--- TEXT SHOWN ---
Instead of assessing and establishing rules for children’s technologies horizontally, we should consider evaluating technologies vertically, considering their distinct characteristics. Once we address each vertical or use case individually, we can then explore their connections to other domains. For instance, while children's use of EdTech and social media cumulatively contributes to their overall screen time, its combination plays out very differently for children from different socio-economic backgrounds. Moreover, the vertical approach to technologies allows us to then more precisely examine how generative AI and digitization distinctly influence each technology within its specific domain.

Natalia Kucirkova
Source: Natalia Kucirkova

With this perspective as a foundation, let's explore what we already know about the EdTech vertical, providing a basis for establishing principles for national guidelines.

Ensuring National Quality Assurance for Educational Technology's Impact on Children

The government should assume responsibility for the quality of educational technology provided to schools, similar to the way it certifies foods and pharmaceuticals. EdTech is often sold to schools without assurance of its genuine enhancement of learning. While many educational apps and platforms may save teachers time and even engage children, the essential question is whether they truly contribute to enhanced learning. Schools, playing a crucial role in addressing inequities, have the duty to ensure that the quality of what children receive is consistent and equitable. The current unsatisfactory situation, where the choice of apps, platforms, and learning devices (such as Chromebooks or iPads) is like a lottery across different districts and individual schools, should be addressed and standardized at the national or federal level.

Quality should be ensured through objective evaluations of impact, scientifically measured, and pedagogically demonstrated. Teacher/researcher/industry collaborations can determine what qualifies for government-recommended lists or "green" lists (as in Austria, for example). Currently, recommendations of resources are managed by national broadcasting services such as BBC Bitesize in the UK or released by various non-profit organizations, as in the U.S. These organizations may take a practical perspective and provide an easy-to-understand overview with simple rating systems based on their own rubrics. However, while usability and expert views are important, for classroom use it is crucial to measure actual learning effects by objective scientific methods.

--- ACTIVITY LIST ---
[1] Transcribe the passage on children's educational technology word for word, beginning at the words "The government should" and stopping after "or federal level.".
[2] Pick up the passage on children's educational technology where it stops and write its next few sentences.

--- SOURCE DATA ---
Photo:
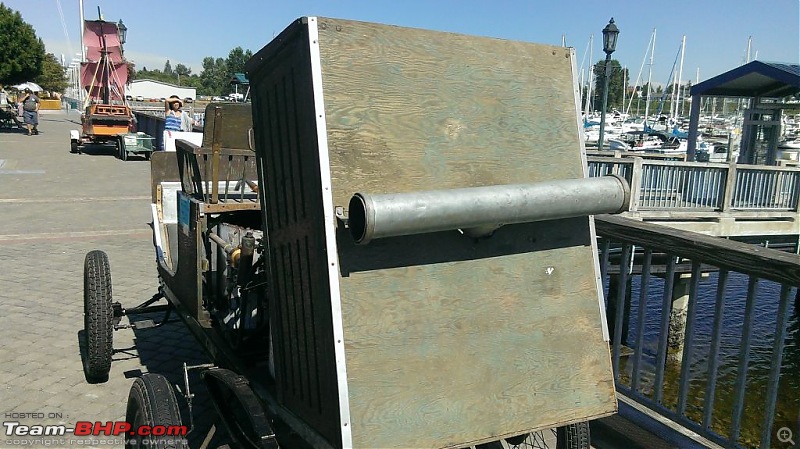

--- ANSWERS BY TASK ---
[1]
The government should assume responsibility for the quality of educational technology provided to schools, similar to the way it certifies foods and pharmaceuticals. EdTech is often sold to schools without assurance of its genuine enhancement of learning. While many educational apps and platforms may save teachers time and even engage children, the essential question is whether they truly contribute to enhanced learning. Schools, playing a crucial role in addressing inequities, have the duty to ensure that the quality of what children receive is consistent and equitable. The current unsatisfactory situation, where the choice of apps, platforms, and learning devices (such as Chromebooks or iPads) is like a lottery across different districts and individual schools, should be addressed and standardized at the national or federal level.

[2]
Continuous Evaluation Routines for Quality and Innovation

The dynamic nature of EdTech means it evolves alongside technological innovations, and any governmental rules and quality checks must be designed to respond to this dynamic interplay. A sustainable model involves collaborations among schools, industry, and academia to maintain and develop quality. This includes testing new features in schools and collecting data in a centralized system for continuous evaluation according to shared standards. While some quality standards exist, they differ by country and are unevenly applied. For an equitable model that fosters innovation in the educational-technology industry, all of EdTech should be part of national evaluations and share data for this purpose. The scientifically-developed EVER routine is a good model for creating evaluation methods that are both scientific and adaptable to individual technology types based on their unique features.


Kucirkova, N. I., Livingstone, S., & Radesky, J. S. (2023). Faulty screen time measures hamper national policies: here is a way to address it. Frontiers in Psychology, 14.

Kucirkova, N. (2023). Debate: Response to “Should academics collaborate with digital companies to improve young people's mental health”. Child and Adolescent Mental Health, 28(2), 336-337.

Kucirkova, N., Brod, G., & Gaab, N. (2023). Applying the science of learning to EdTech evidence evaluations using the EdTech Evidence Evaluation Routine (EVER). npj Science of Learning, 8(1), 35.